> [WRITTEN TASK]: Write out the records below word for word, please.

Data entries
◆ ◆ ◆ ◆

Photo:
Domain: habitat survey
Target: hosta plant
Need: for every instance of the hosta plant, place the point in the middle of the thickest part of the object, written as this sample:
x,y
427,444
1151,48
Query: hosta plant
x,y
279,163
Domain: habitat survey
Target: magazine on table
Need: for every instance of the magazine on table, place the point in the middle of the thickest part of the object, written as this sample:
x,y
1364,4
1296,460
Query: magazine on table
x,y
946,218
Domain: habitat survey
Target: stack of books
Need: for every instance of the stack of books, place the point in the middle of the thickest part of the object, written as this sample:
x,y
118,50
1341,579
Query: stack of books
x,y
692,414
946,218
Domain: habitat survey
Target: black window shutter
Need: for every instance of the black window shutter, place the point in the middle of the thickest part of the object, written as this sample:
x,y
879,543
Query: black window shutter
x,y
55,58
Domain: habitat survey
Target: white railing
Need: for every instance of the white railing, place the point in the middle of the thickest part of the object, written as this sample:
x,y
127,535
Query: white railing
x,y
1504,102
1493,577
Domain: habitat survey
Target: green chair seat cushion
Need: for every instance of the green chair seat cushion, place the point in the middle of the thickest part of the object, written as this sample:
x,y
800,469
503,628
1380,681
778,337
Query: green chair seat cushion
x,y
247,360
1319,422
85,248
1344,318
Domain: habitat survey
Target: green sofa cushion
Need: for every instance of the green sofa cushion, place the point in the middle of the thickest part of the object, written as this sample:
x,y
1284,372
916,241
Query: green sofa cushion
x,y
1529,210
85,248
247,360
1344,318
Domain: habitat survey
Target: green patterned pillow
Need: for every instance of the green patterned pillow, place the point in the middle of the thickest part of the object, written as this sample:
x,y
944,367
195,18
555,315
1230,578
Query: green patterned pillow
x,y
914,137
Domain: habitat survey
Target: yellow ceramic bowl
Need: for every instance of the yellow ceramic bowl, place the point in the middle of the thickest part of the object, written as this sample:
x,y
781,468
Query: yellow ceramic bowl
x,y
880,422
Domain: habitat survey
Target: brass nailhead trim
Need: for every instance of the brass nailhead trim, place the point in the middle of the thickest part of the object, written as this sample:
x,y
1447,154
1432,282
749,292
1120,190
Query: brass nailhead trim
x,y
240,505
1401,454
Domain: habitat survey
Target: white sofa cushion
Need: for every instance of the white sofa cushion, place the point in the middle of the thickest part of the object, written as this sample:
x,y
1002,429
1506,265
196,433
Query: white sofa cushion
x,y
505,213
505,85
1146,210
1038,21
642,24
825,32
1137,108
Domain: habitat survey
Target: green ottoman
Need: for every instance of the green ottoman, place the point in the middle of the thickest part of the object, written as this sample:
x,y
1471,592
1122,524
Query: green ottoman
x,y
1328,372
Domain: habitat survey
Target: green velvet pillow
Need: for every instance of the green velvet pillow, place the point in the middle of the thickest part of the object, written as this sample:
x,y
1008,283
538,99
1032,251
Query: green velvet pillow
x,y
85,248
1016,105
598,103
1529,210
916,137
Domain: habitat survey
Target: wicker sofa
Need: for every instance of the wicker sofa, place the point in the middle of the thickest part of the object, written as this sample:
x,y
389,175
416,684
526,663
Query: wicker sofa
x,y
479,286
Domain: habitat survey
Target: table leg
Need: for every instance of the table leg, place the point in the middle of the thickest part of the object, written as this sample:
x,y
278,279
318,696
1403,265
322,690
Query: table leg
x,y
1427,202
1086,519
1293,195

◆ ◆ ◆ ◆

> [IN RESPONSE]:
Photo:
Domain: habitat survey
Target: hosta plant
Need: for every instance of the hosta plant, place the point in the middle of the thickest part of the object, written as this sample:
x,y
427,444
1151,48
Query: hosta plant
x,y
279,163
Domain: habitat survey
Target: magazine on table
Need: for every instance of the magazine on table, place the point in the middle of the thickest part of the object, written as this sample:
x,y
1364,4
1296,460
Query: magazine on table
x,y
946,218
Domain: habitat survey
Target: stack of books
Need: for every instance of the stack of books, place the point in the middle of the thickest part of the object, written as this sample:
x,y
118,50
1341,579
Query: stack of books
x,y
692,414
946,218
Domain: habitat survey
Target: black window shutter
Need: for every instance of the black window shutter, place the point in the middle of the thickest part of the object, written as this sample:
x,y
879,543
Query: black window shutter
x,y
55,58
Domain: habitat survey
Target: white railing
Need: for every instance of the white railing, place the point in the middle of the thickest part of the object, written as this sample:
x,y
127,535
Query: white railing
x,y
1504,102
1493,577
Domain: habitat survey
Target: green chair seat cushion
Need: for every instance of the green chair seat cushion, place the point in the middle of the thickest part of the object, written as this sample:
x,y
800,469
503,628
1380,681
778,337
Query: green chair seat cushion
x,y
247,360
1319,422
85,248
1344,318
Domain: habitat survey
Target: green sofa cushion
Need: for every instance of the green sofa cushion, place the point in the middle of the thickest part of the object, written as this sample:
x,y
1284,372
916,241
Query: green sofa cushion
x,y
1529,210
85,248
247,360
1344,318
Domain: habitat survey
Target: green patterned pillow
Need: for every instance of the green patterned pillow, place the point in the middle of the thickest part of the object, written as this sample:
x,y
944,367
195,18
555,315
1230,578
Query: green patterned pillow
x,y
914,137
Domain: habitat survey
Target: yellow ceramic bowl
Need: for every instance of the yellow ceramic bowl, place the point in the middle of the thickest part of the object, written as this sample:
x,y
781,468
Query: yellow ceramic bowl
x,y
880,422
Domain: habitat survey
Target: brass nailhead trim
Need: for every instance of the brass nailhead trim, place the point in the middle of the thickest part of the object, written as this sample:
x,y
1447,154
1432,282
749,292
1120,190
Query: brass nailhead trim
x,y
240,505
1401,454
Domain: habitat survey
Target: white sofa cushion
Need: for every instance of the white sofa cushion, place the point in the middle of the thickest part of the object, written as this sample:
x,y
1002,429
1506,265
196,433
Query: white sofa cushion
x,y
505,213
505,85
1146,210
1038,21
642,24
825,32
1137,108
Domain: habitat survey
Target: green ottoman
Need: for every instance of the green ottoman, place the point in the middle of the thickest part of the object, written as this sample:
x,y
1471,592
1122,524
Query: green ottoman
x,y
1328,372
Domain: habitat survey
Target: green velvet pillow
Need: for every instance of the green velvet pillow, place the point in the middle of the thickest part of the object, written as this sample:
x,y
1008,283
538,99
1032,251
Query: green velvet pillow
x,y
85,248
1016,105
598,103
1529,210
916,137
Domain: habitat survey
Target: wicker sofa
Need: for every instance of the wicker sofa, place the point in the middle of the thickest part of the object, written as this sample:
x,y
389,175
416,684
526,663
Query: wicker sofa
x,y
479,286
Domain: habitat survey
Target: table leg
Need: for every instance of the table leg, place the point in the middle of the thickest part of the object, written as this sample:
x,y
278,279
318,696
1403,265
322,690
Query: table leg
x,y
1427,202
1086,519
1293,195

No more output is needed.